_Exercise instructions:_ Please echo the data below verbatim, starting at the line that contains "Identify a point for each instance of the dark necktie" and continuing through the end of the data, with both ends included.

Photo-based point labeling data
'''

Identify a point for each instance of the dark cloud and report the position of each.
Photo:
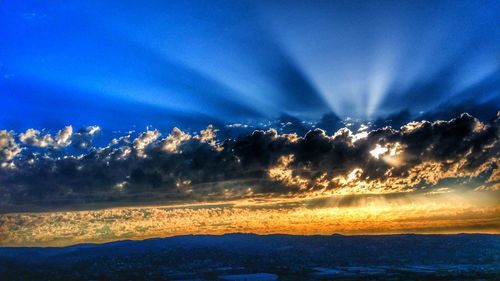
(183, 167)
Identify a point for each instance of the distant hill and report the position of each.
(205, 253)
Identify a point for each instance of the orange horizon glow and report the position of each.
(439, 212)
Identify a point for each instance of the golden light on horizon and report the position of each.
(439, 212)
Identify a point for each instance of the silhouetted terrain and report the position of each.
(205, 257)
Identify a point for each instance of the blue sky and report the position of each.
(120, 64)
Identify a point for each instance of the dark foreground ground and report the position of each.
(273, 257)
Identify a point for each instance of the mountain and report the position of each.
(207, 257)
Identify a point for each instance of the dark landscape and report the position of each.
(263, 257)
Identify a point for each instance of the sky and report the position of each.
(125, 120)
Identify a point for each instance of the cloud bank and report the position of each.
(38, 169)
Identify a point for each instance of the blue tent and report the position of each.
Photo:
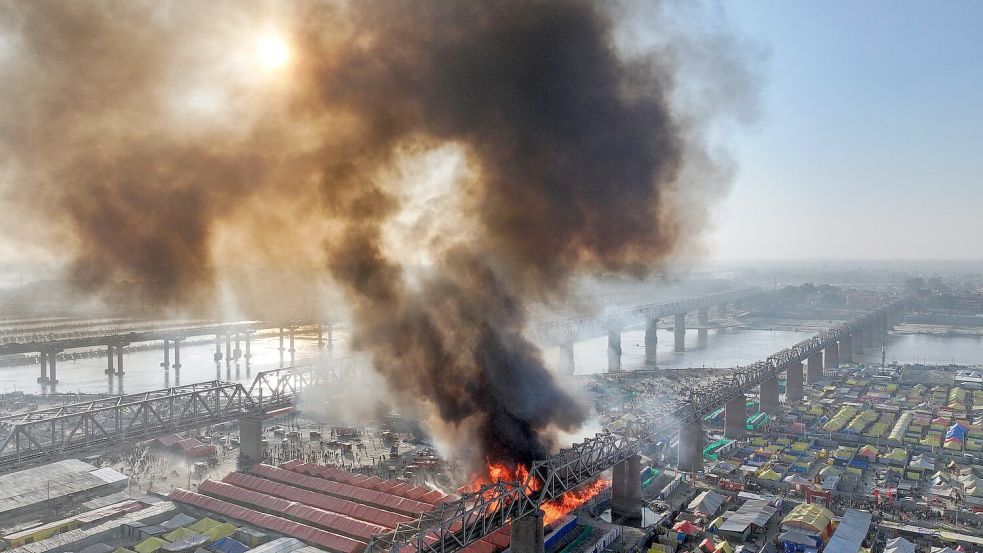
(227, 545)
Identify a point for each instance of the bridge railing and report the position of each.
(578, 464)
(567, 328)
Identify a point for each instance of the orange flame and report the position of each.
(552, 510)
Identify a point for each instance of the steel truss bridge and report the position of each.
(46, 435)
(457, 524)
(571, 329)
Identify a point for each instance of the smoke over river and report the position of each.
(447, 164)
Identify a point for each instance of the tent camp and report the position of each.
(686, 527)
(899, 545)
(850, 532)
(707, 503)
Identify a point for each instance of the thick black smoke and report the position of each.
(577, 159)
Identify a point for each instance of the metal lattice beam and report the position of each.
(469, 519)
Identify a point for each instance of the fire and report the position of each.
(552, 510)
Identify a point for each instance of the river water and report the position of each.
(716, 349)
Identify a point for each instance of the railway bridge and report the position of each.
(457, 524)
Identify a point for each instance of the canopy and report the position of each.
(851, 531)
(687, 528)
(798, 537)
(228, 545)
(149, 545)
(809, 517)
(899, 545)
(707, 503)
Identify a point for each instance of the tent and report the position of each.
(686, 527)
(707, 503)
(149, 545)
(899, 545)
(811, 518)
(97, 548)
(178, 534)
(228, 545)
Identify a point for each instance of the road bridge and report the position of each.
(46, 435)
(50, 339)
(457, 524)
(565, 333)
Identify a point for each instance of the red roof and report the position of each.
(392, 487)
(381, 500)
(354, 510)
(318, 518)
(307, 534)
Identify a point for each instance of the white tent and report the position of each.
(899, 545)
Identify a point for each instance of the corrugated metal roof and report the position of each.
(319, 518)
(393, 487)
(345, 507)
(331, 542)
(850, 533)
(36, 485)
(346, 491)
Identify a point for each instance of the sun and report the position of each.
(272, 51)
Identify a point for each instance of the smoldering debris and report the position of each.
(159, 136)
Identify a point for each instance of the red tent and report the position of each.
(687, 528)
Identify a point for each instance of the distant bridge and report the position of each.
(45, 435)
(457, 524)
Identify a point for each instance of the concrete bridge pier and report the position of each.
(218, 349)
(651, 341)
(527, 534)
(251, 439)
(768, 396)
(692, 440)
(793, 383)
(626, 489)
(177, 354)
(857, 342)
(679, 332)
(167, 356)
(614, 350)
(703, 317)
(735, 418)
(567, 365)
(43, 361)
(832, 356)
(119, 360)
(844, 350)
(53, 367)
(814, 366)
(292, 349)
(110, 369)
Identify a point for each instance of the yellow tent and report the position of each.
(220, 531)
(809, 517)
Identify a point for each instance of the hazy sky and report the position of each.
(871, 144)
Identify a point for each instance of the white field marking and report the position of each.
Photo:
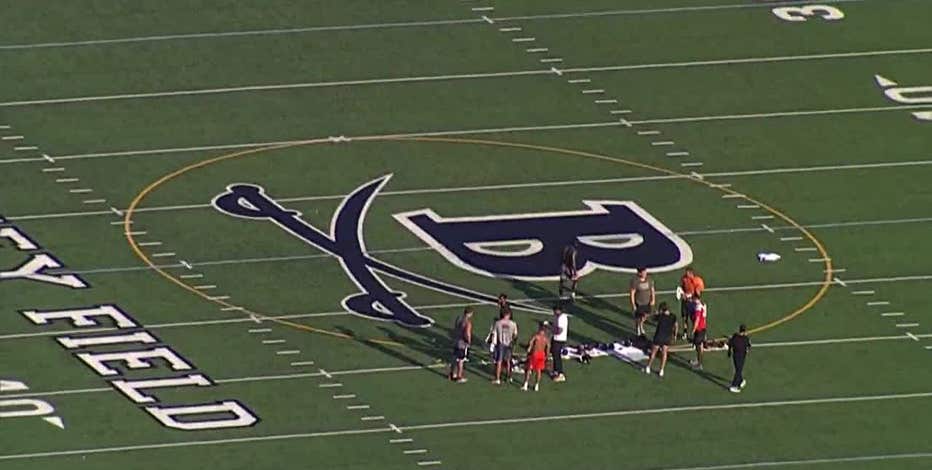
(812, 112)
(810, 462)
(788, 285)
(394, 25)
(305, 375)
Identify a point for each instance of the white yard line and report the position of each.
(808, 462)
(387, 25)
(780, 114)
(512, 186)
(381, 370)
(479, 423)
(788, 285)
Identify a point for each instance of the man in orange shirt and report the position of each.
(691, 284)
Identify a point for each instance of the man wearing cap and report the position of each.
(738, 348)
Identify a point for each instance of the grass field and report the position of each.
(801, 128)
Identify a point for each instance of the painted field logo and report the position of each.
(612, 235)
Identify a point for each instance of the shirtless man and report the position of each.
(537, 352)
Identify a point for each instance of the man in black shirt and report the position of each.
(663, 337)
(738, 348)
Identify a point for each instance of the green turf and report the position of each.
(841, 385)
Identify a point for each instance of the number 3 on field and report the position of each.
(803, 13)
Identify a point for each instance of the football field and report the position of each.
(207, 205)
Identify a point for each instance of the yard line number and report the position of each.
(804, 13)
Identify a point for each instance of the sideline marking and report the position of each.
(825, 260)
(449, 425)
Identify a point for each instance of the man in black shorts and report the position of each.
(642, 298)
(663, 337)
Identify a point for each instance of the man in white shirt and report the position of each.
(559, 328)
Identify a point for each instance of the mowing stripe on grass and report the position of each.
(391, 25)
(477, 423)
(306, 375)
(785, 463)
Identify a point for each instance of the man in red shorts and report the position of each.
(537, 352)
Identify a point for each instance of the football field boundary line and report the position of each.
(398, 24)
(383, 370)
(511, 186)
(478, 423)
(455, 77)
(418, 249)
(785, 463)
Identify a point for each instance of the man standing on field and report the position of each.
(504, 333)
(537, 352)
(642, 298)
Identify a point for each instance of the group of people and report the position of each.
(547, 341)
(550, 336)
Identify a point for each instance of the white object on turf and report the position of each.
(765, 257)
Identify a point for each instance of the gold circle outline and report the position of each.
(130, 211)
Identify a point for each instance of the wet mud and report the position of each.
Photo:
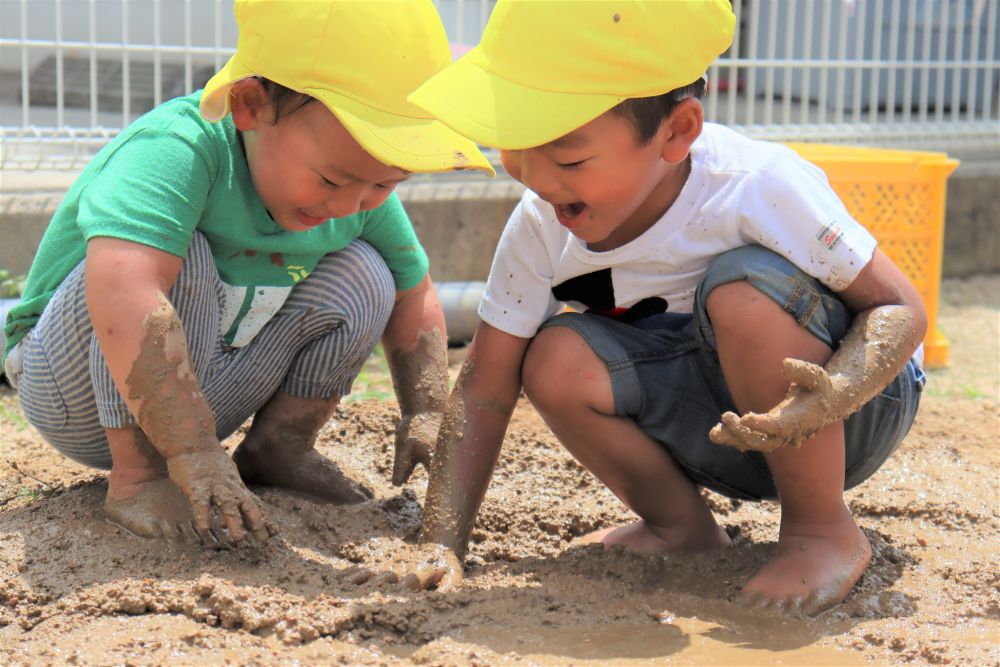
(75, 589)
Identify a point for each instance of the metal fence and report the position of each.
(919, 74)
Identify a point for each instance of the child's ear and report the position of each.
(681, 129)
(249, 103)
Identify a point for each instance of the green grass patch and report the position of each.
(374, 382)
(10, 410)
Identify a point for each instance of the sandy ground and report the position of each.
(76, 590)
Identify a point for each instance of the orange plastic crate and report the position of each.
(899, 196)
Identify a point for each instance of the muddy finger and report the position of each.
(202, 510)
(402, 470)
(220, 537)
(253, 519)
(807, 375)
(230, 512)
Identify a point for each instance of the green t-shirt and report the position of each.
(170, 173)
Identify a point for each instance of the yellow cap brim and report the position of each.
(419, 145)
(495, 112)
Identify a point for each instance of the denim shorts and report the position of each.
(665, 375)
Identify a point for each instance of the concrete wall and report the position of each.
(459, 222)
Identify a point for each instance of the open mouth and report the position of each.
(570, 215)
(309, 220)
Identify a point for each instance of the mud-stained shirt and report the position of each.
(171, 173)
(739, 192)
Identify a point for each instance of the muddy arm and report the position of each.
(143, 344)
(889, 325)
(468, 445)
(416, 347)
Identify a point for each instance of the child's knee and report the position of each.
(560, 369)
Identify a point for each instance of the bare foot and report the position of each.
(157, 508)
(309, 472)
(814, 569)
(642, 537)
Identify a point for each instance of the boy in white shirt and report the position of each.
(707, 271)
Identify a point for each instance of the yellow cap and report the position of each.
(547, 67)
(360, 58)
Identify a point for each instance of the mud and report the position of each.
(75, 589)
(873, 352)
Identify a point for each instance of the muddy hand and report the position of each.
(432, 566)
(422, 568)
(805, 410)
(218, 497)
(415, 438)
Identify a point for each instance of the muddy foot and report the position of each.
(310, 473)
(159, 510)
(809, 573)
(642, 537)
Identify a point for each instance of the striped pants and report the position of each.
(314, 347)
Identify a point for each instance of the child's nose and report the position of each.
(347, 201)
(536, 172)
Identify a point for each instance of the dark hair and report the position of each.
(646, 113)
(285, 101)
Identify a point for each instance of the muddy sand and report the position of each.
(77, 590)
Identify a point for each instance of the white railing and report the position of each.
(904, 73)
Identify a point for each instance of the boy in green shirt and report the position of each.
(239, 253)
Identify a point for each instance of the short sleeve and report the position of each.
(389, 230)
(518, 297)
(790, 208)
(151, 190)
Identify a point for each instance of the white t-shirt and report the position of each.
(740, 192)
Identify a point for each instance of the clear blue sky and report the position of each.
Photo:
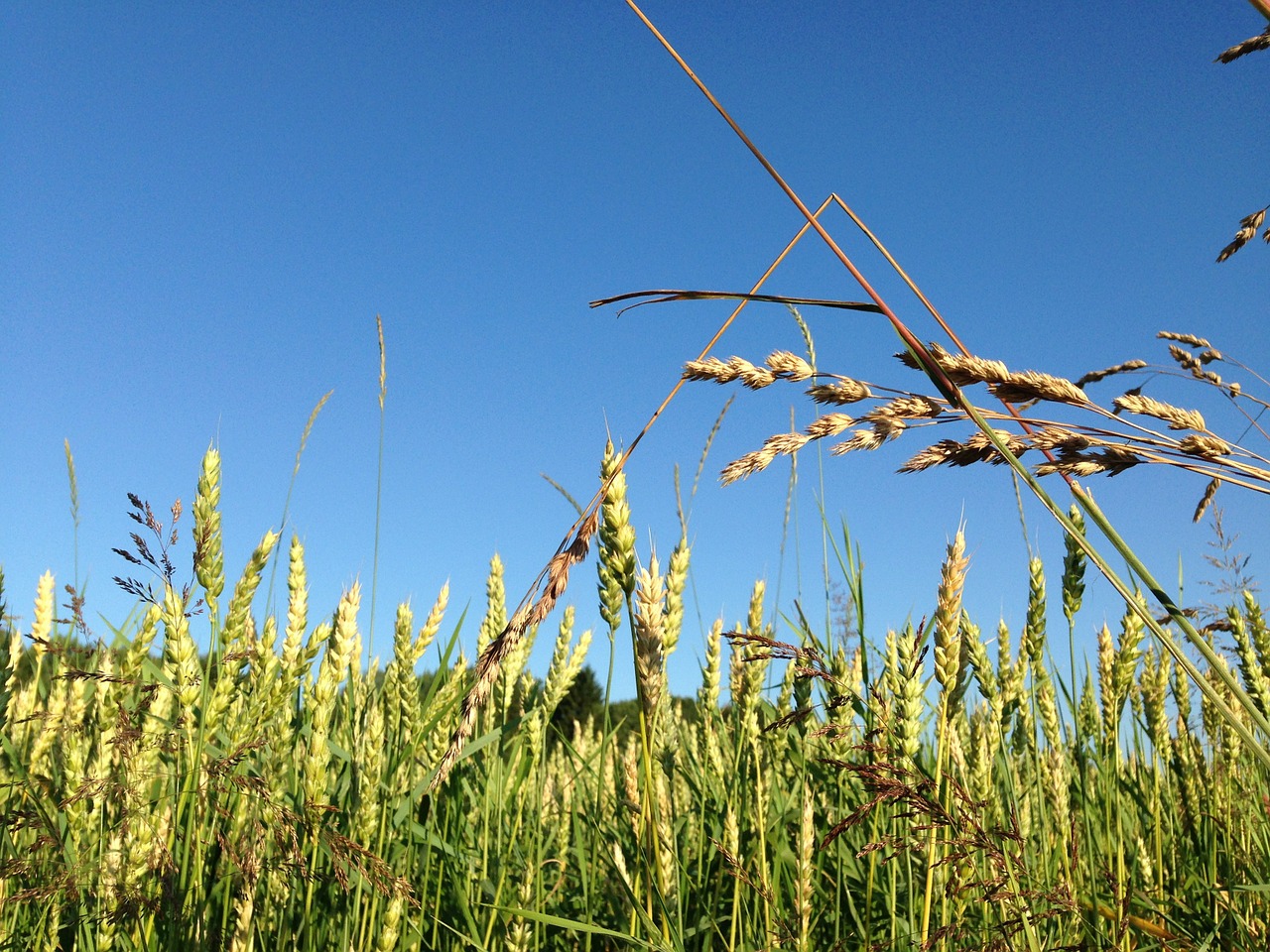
(203, 208)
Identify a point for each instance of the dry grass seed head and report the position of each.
(1206, 500)
(839, 393)
(1033, 385)
(1175, 416)
(1095, 376)
(1189, 339)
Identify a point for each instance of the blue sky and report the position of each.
(204, 208)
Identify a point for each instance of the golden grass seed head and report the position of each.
(861, 439)
(789, 366)
(960, 368)
(1033, 385)
(1189, 339)
(1205, 445)
(828, 425)
(1095, 376)
(906, 408)
(734, 368)
(208, 547)
(1175, 416)
(841, 393)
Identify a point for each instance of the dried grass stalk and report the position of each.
(1095, 376)
(1248, 46)
(1175, 416)
(1033, 385)
(839, 393)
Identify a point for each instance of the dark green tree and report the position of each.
(585, 698)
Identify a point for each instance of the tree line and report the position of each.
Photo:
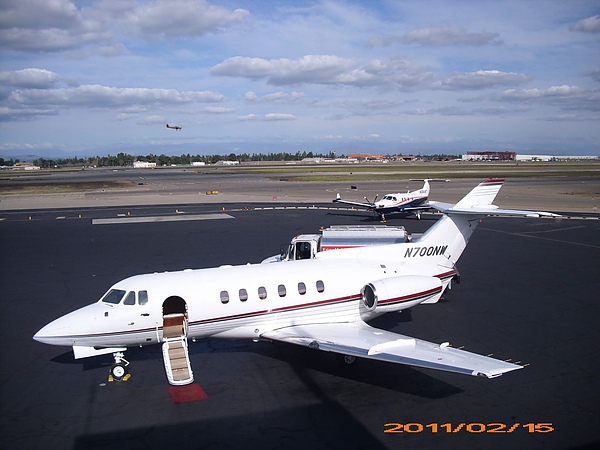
(125, 159)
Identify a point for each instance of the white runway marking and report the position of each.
(178, 218)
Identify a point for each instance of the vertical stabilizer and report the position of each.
(482, 195)
(453, 231)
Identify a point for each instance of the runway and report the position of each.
(529, 292)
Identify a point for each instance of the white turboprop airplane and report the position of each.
(409, 202)
(322, 303)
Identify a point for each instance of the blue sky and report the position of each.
(102, 77)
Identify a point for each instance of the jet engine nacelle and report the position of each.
(397, 293)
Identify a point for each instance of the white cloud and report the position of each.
(480, 79)
(96, 96)
(30, 78)
(59, 25)
(268, 117)
(274, 97)
(217, 110)
(588, 25)
(564, 96)
(325, 69)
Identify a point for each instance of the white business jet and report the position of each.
(322, 303)
(408, 203)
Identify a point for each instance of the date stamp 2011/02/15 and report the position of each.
(472, 427)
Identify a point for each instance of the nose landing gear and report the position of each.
(118, 371)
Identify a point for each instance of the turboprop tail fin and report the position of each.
(478, 202)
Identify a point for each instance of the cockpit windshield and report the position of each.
(113, 296)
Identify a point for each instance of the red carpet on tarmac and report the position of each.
(188, 393)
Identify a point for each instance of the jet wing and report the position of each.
(338, 199)
(361, 340)
(489, 210)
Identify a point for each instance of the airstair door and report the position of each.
(175, 349)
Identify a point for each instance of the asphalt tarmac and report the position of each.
(529, 292)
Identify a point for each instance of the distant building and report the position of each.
(143, 165)
(490, 156)
(25, 166)
(407, 158)
(535, 158)
(366, 157)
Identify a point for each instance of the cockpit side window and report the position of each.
(129, 299)
(113, 296)
(142, 297)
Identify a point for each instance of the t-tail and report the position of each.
(453, 231)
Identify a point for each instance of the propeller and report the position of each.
(375, 214)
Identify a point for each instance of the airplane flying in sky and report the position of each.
(409, 202)
(323, 303)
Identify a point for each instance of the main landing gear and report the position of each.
(118, 371)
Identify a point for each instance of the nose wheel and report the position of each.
(118, 371)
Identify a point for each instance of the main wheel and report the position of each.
(118, 371)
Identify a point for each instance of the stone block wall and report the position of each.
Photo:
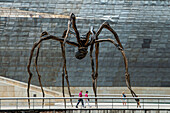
(142, 26)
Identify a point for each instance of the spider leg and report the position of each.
(65, 70)
(29, 72)
(46, 37)
(127, 76)
(39, 76)
(73, 21)
(93, 72)
(63, 86)
(94, 78)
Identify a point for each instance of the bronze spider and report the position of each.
(83, 42)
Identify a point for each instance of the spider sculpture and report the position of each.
(90, 39)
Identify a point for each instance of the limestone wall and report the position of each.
(142, 26)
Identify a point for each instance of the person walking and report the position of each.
(86, 100)
(80, 100)
(123, 100)
(138, 103)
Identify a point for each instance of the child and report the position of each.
(86, 100)
(80, 100)
(123, 100)
(138, 103)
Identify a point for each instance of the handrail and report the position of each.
(7, 98)
(17, 103)
(149, 95)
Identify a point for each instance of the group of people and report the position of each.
(81, 100)
(87, 100)
(124, 100)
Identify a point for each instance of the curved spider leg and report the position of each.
(93, 72)
(94, 79)
(30, 74)
(63, 86)
(127, 76)
(39, 76)
(73, 21)
(48, 37)
(96, 72)
(65, 34)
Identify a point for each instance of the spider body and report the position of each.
(91, 40)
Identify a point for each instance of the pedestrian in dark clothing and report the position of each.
(80, 100)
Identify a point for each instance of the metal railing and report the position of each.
(20, 103)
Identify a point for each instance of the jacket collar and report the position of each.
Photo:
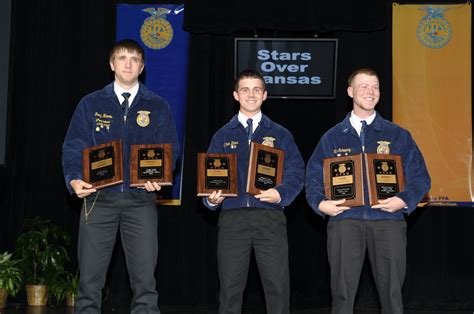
(346, 127)
(108, 92)
(234, 122)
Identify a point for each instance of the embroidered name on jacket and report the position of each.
(102, 120)
(342, 151)
(231, 144)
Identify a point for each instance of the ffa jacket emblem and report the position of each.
(143, 118)
(156, 32)
(268, 141)
(383, 147)
(434, 31)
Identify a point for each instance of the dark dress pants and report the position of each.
(385, 241)
(135, 215)
(264, 230)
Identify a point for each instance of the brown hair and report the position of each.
(128, 45)
(249, 73)
(367, 71)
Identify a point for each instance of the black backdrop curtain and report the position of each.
(59, 52)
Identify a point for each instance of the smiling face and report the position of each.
(127, 65)
(365, 92)
(250, 93)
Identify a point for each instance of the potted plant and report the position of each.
(11, 277)
(41, 249)
(65, 289)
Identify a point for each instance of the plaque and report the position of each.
(343, 179)
(102, 164)
(384, 175)
(217, 172)
(151, 162)
(265, 168)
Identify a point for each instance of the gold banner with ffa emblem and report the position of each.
(432, 93)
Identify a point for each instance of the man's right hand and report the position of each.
(332, 208)
(81, 188)
(215, 198)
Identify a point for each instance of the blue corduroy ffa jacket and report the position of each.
(232, 138)
(342, 140)
(98, 119)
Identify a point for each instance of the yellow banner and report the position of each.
(432, 92)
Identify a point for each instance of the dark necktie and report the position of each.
(249, 129)
(362, 133)
(125, 104)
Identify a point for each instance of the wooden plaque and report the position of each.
(384, 175)
(265, 168)
(151, 162)
(217, 172)
(343, 179)
(102, 165)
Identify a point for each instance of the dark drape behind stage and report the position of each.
(59, 53)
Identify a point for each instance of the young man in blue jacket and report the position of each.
(123, 110)
(249, 221)
(380, 229)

'''

_Solution:_
Identify a point for each instance of the dark necktie and report the position of each.
(249, 129)
(362, 133)
(125, 104)
Identify a point for each instance of the wooden plaque and report the position of each.
(384, 175)
(265, 168)
(151, 162)
(217, 172)
(343, 179)
(102, 165)
Identify a point for each instance of the dark drape behind stage and report the position of each.
(59, 53)
Identify a point for each instance of the young man in blue jacket and report the position of each.
(123, 110)
(249, 221)
(380, 229)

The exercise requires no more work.